▸ GIVEN RECORDS:
===============
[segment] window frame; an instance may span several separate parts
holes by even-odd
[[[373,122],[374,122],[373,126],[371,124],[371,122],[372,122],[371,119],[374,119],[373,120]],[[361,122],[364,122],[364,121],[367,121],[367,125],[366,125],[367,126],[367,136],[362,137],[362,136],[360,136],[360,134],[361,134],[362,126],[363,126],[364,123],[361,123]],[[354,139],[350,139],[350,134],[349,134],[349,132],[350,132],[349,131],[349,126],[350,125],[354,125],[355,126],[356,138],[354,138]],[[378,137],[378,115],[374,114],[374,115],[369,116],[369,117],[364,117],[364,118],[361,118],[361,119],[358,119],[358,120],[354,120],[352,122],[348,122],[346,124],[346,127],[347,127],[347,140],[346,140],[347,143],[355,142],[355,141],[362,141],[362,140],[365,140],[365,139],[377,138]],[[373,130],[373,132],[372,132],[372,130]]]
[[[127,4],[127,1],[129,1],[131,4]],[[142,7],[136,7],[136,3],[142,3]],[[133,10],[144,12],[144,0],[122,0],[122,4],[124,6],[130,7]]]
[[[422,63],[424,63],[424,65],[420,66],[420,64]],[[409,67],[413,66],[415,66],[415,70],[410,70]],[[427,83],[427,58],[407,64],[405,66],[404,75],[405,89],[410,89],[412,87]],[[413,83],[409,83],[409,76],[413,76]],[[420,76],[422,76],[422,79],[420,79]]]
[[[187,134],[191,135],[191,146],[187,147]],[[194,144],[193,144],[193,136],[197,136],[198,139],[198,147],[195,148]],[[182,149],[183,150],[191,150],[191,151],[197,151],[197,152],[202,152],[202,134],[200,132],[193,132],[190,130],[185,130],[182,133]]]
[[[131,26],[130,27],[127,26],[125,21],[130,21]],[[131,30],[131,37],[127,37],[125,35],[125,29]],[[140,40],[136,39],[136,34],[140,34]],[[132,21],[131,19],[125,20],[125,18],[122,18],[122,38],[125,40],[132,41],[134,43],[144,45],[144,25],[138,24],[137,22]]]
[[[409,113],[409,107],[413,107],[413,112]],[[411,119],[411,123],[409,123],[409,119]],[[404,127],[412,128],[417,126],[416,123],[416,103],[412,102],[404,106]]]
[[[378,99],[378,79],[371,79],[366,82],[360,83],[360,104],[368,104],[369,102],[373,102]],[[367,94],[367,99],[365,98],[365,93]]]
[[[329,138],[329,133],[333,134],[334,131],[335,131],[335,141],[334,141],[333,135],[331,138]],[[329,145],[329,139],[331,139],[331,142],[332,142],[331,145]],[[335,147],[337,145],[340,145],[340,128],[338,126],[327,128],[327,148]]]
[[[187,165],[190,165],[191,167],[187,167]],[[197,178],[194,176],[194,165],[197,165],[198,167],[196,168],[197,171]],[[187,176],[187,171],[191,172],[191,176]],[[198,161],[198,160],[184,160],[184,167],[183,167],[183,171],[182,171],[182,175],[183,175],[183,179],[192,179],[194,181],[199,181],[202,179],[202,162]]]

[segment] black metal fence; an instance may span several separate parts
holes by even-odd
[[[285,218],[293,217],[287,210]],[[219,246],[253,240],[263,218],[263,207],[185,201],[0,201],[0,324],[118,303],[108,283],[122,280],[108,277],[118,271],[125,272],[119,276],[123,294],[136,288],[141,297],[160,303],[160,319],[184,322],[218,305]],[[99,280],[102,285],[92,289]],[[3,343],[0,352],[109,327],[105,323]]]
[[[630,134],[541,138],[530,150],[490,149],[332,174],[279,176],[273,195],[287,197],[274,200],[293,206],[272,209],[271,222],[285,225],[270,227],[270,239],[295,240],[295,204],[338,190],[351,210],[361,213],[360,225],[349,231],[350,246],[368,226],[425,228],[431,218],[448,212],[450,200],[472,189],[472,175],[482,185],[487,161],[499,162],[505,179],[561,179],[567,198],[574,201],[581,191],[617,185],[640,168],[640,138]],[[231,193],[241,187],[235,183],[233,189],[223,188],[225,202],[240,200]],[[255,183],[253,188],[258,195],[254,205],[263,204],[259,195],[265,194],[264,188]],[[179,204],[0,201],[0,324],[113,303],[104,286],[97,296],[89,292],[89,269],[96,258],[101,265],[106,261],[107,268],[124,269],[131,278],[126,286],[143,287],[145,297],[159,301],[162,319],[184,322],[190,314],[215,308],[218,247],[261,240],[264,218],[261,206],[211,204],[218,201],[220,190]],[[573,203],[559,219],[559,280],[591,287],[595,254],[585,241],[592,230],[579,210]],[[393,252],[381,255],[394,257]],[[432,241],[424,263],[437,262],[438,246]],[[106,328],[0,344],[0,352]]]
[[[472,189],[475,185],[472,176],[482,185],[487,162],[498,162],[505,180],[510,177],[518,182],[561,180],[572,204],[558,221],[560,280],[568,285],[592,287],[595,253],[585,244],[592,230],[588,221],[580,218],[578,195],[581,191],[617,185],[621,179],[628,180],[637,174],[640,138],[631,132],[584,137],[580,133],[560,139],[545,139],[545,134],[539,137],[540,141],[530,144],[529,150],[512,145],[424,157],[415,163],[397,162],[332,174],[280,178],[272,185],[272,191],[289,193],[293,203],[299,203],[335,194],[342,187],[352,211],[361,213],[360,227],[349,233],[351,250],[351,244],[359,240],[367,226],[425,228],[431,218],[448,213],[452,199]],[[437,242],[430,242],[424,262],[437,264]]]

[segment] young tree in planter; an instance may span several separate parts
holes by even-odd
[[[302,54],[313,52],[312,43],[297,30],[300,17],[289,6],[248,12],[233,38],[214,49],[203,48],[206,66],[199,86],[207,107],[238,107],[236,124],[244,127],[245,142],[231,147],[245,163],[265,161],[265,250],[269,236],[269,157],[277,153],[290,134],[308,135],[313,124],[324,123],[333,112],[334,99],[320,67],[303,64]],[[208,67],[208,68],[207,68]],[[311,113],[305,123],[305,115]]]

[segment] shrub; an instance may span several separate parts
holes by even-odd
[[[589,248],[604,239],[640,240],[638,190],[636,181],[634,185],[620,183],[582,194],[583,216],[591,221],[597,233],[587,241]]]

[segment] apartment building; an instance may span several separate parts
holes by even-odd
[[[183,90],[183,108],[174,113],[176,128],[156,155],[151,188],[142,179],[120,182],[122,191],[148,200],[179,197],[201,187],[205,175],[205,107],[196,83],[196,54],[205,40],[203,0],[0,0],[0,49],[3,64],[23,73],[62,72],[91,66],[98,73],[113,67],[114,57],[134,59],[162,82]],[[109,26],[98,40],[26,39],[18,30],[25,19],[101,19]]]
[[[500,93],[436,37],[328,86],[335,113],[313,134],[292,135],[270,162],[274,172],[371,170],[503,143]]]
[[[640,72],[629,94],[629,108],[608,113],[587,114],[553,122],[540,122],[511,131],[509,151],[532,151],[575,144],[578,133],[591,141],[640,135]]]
===============
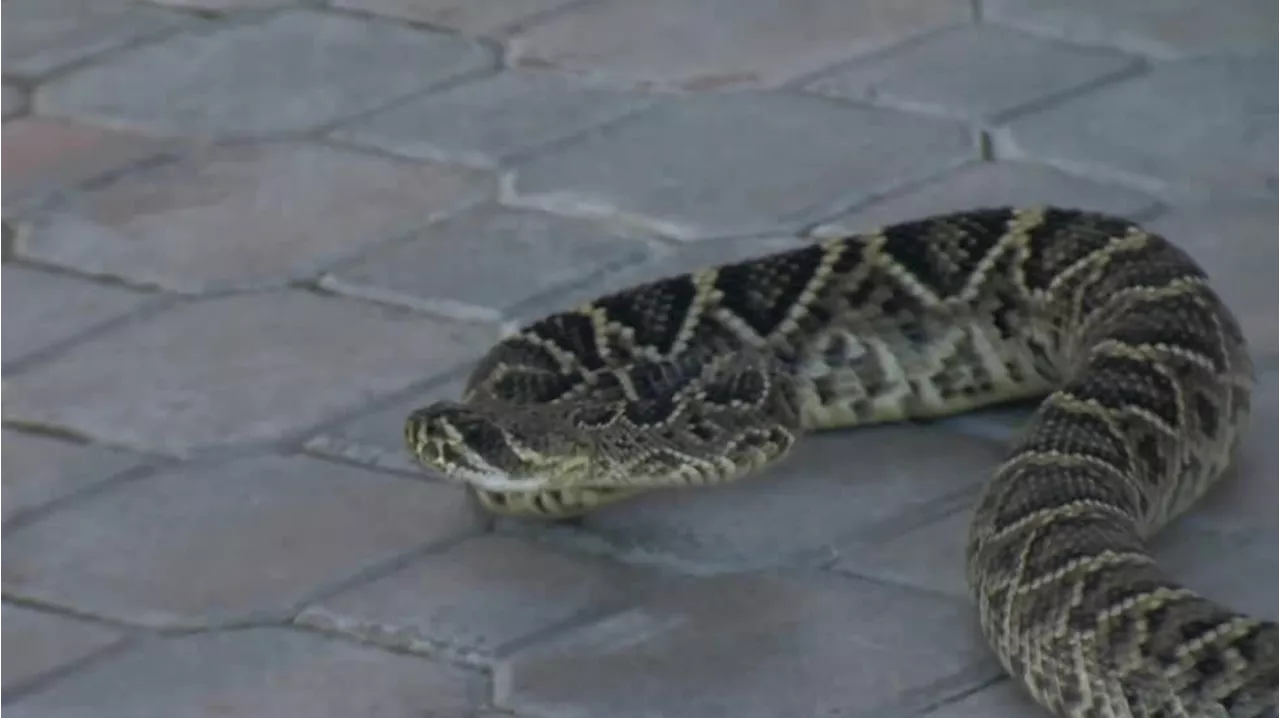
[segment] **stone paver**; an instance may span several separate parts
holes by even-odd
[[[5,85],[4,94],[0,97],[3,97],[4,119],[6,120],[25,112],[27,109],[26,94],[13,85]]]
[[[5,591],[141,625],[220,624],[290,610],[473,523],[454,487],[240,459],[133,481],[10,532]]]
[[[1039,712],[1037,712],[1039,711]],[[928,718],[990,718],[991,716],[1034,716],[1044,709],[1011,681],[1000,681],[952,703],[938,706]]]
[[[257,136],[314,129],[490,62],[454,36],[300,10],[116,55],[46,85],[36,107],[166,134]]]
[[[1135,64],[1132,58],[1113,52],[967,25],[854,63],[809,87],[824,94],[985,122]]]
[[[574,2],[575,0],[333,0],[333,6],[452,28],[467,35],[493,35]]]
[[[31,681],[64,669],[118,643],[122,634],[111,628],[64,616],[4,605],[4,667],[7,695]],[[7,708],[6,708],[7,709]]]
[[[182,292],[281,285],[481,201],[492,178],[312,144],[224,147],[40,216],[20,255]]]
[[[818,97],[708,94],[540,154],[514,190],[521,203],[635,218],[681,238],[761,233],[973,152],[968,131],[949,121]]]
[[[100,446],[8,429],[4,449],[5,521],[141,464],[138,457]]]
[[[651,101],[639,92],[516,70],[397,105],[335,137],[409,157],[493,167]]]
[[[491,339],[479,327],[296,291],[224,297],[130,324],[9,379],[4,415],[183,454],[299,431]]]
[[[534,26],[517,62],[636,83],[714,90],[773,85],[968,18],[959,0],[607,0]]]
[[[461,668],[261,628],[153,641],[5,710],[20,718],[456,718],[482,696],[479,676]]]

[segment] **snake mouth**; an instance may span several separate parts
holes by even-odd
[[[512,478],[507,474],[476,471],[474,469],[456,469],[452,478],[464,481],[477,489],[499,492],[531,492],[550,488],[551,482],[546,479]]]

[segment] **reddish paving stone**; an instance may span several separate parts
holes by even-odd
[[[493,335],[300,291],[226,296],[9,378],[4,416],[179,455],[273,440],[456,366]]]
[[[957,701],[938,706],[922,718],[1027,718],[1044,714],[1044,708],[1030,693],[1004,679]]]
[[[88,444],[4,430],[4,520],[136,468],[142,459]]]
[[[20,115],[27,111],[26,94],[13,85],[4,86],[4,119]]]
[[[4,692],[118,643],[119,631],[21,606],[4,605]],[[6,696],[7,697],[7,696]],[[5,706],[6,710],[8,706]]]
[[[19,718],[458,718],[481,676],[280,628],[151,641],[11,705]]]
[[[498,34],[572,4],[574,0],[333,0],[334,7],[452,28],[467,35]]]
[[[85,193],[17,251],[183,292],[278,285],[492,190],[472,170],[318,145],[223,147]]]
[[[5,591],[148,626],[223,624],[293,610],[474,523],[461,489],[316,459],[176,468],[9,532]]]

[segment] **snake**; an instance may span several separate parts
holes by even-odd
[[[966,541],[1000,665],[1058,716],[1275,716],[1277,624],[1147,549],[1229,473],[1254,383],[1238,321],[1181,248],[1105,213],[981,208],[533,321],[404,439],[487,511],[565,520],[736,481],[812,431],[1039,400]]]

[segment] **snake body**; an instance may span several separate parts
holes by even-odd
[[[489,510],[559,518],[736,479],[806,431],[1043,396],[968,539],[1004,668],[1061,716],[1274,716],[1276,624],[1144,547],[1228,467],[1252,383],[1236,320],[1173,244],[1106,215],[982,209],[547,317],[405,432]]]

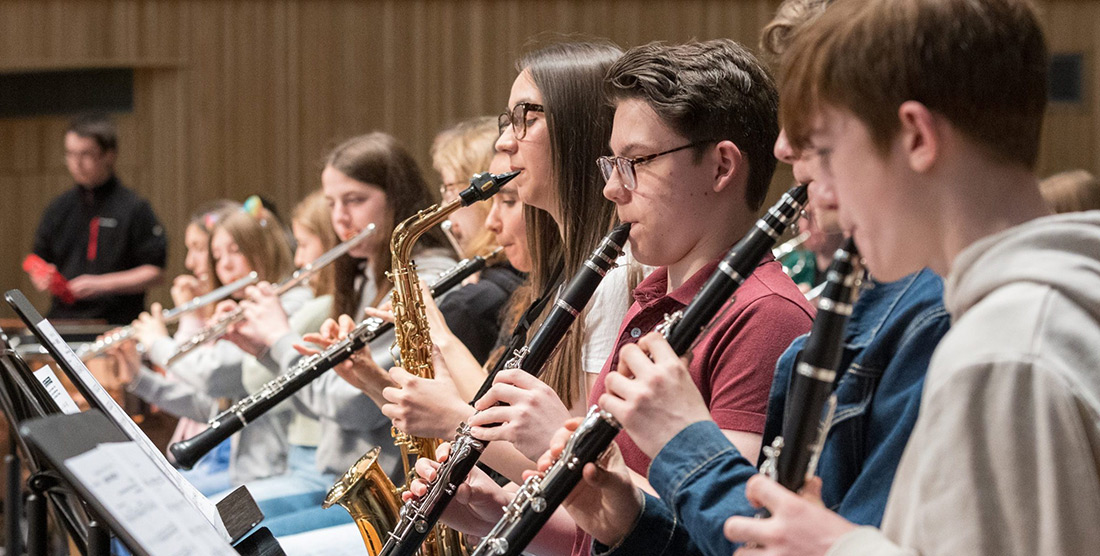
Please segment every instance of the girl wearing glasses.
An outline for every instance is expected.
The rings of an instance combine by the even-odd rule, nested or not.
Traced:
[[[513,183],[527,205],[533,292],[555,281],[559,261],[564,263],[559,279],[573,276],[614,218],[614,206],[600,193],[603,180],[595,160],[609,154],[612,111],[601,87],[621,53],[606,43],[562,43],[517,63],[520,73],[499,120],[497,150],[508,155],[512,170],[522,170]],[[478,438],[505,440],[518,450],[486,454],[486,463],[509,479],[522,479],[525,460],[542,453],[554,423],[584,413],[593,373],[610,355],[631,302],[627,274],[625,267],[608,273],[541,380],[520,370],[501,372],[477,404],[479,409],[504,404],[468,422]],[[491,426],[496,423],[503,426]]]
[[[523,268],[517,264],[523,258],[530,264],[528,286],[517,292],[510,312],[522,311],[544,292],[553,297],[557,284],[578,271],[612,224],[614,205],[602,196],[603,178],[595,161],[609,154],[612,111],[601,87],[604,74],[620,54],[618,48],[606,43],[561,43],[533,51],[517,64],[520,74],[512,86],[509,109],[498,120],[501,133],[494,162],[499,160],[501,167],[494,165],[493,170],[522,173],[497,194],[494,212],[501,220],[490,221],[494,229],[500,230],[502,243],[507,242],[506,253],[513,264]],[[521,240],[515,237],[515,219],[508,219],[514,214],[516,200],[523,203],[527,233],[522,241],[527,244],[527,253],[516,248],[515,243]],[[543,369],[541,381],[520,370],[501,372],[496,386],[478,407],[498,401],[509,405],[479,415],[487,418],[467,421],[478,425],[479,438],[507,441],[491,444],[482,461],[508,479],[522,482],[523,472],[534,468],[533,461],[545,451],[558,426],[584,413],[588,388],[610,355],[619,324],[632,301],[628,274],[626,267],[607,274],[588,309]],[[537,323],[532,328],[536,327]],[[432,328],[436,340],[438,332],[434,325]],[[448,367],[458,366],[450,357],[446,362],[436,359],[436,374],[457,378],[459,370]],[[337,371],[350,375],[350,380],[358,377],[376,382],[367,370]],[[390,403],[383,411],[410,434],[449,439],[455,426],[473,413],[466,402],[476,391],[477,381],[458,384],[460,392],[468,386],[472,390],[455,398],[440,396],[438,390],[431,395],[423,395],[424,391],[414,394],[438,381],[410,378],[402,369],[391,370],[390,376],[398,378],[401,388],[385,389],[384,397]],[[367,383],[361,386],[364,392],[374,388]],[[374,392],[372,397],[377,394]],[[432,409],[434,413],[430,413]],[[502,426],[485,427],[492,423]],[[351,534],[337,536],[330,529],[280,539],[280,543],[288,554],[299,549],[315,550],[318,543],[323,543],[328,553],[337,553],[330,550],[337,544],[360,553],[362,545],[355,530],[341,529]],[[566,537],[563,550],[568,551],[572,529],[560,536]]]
===============
▸ BRIEF: Set down again, word for word, every line from the one with "[segment] **snake**; an" to the one with "The rings of" in the entries above, and omit the pictures.

▸ RESULT OF THIS EXERCISE:
[segment] **snake**; an instance may span several separate parts
holes by even-odd
[[[966,541],[1000,665],[1058,716],[1275,716],[1277,624],[1147,549],[1229,473],[1254,383],[1238,321],[1181,248],[1105,213],[981,208],[533,321],[404,439],[487,511],[565,520],[736,481],[812,431],[1039,400]]]

[segment] **snake body**; an instance may span several separate parts
holes by even-odd
[[[489,510],[559,518],[736,479],[806,431],[1043,396],[968,539],[1004,668],[1061,716],[1274,716],[1276,624],[1144,547],[1228,467],[1252,383],[1236,320],[1173,244],[1106,215],[982,209],[547,317],[405,432]]]

Please segment every instance of the girl wearing glasses.
An outline for every instance is expected.
The rings of an instance combine by the even-odd rule, nested or not.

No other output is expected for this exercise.